**Exercise goal**
Please pick out every line below that contains the string "background" and copy each one. Letter case must match.

Entries from an annotation dataset
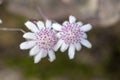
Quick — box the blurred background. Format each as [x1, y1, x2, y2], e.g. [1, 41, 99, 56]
[0, 0, 120, 80]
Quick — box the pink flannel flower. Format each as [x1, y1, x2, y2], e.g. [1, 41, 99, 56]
[52, 16, 92, 59]
[20, 20, 57, 63]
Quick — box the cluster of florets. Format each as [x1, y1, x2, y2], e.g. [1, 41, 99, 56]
[20, 16, 92, 63]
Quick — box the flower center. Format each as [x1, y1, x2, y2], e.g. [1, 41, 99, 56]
[60, 23, 83, 45]
[36, 28, 57, 51]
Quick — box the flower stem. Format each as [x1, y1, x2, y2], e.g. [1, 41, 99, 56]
[0, 28, 26, 33]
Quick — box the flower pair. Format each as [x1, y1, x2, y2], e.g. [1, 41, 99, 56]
[20, 16, 92, 63]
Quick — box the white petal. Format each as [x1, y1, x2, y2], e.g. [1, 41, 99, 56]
[60, 42, 68, 52]
[20, 41, 36, 50]
[76, 21, 83, 27]
[54, 39, 63, 51]
[46, 20, 52, 28]
[56, 33, 61, 38]
[68, 44, 75, 59]
[34, 51, 43, 63]
[80, 24, 92, 32]
[0, 19, 3, 24]
[42, 51, 47, 58]
[25, 21, 38, 32]
[23, 32, 36, 39]
[52, 23, 62, 31]
[29, 46, 40, 56]
[69, 16, 76, 23]
[74, 43, 82, 51]
[81, 39, 92, 48]
[82, 33, 87, 38]
[62, 21, 69, 26]
[37, 21, 45, 29]
[48, 50, 56, 62]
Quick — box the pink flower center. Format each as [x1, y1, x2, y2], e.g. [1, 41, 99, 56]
[36, 28, 57, 51]
[60, 23, 83, 45]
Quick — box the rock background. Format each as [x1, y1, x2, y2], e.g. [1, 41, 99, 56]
[6, 0, 120, 27]
[0, 0, 120, 80]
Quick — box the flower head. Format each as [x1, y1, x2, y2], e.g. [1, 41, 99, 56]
[52, 16, 92, 59]
[20, 20, 57, 63]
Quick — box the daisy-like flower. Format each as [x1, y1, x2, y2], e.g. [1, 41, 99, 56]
[20, 20, 57, 63]
[52, 16, 92, 59]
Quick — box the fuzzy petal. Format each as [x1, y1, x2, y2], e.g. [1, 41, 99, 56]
[46, 20, 52, 28]
[75, 43, 82, 51]
[34, 51, 43, 63]
[81, 39, 92, 48]
[52, 23, 62, 31]
[48, 50, 56, 62]
[54, 39, 63, 51]
[62, 21, 69, 26]
[25, 21, 38, 32]
[20, 41, 36, 50]
[80, 24, 92, 32]
[82, 33, 87, 38]
[69, 16, 76, 23]
[68, 44, 75, 59]
[29, 46, 40, 56]
[23, 32, 36, 39]
[42, 51, 47, 58]
[76, 21, 83, 27]
[37, 21, 45, 29]
[60, 42, 68, 52]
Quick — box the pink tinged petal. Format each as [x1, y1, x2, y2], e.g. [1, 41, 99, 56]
[23, 32, 36, 39]
[80, 24, 92, 32]
[52, 23, 62, 31]
[53, 39, 63, 51]
[48, 50, 56, 62]
[68, 44, 75, 59]
[81, 39, 92, 48]
[69, 16, 76, 23]
[46, 20, 52, 28]
[82, 33, 87, 38]
[42, 52, 47, 58]
[56, 33, 61, 38]
[37, 21, 45, 29]
[74, 43, 82, 51]
[20, 41, 36, 50]
[34, 50, 43, 63]
[29, 46, 40, 56]
[76, 21, 83, 27]
[60, 42, 68, 52]
[62, 21, 69, 26]
[25, 21, 38, 32]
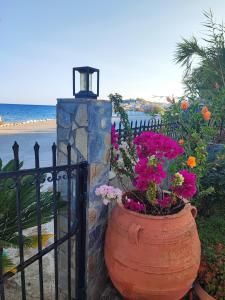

**Output of the task**
Quick — box the blurred background. Format each as [x1, y1, x2, y2], e.g. [1, 41, 99, 56]
Quick — box the rock background. Format each as [x1, y1, x2, y2], e.g. [1, 41, 99, 56]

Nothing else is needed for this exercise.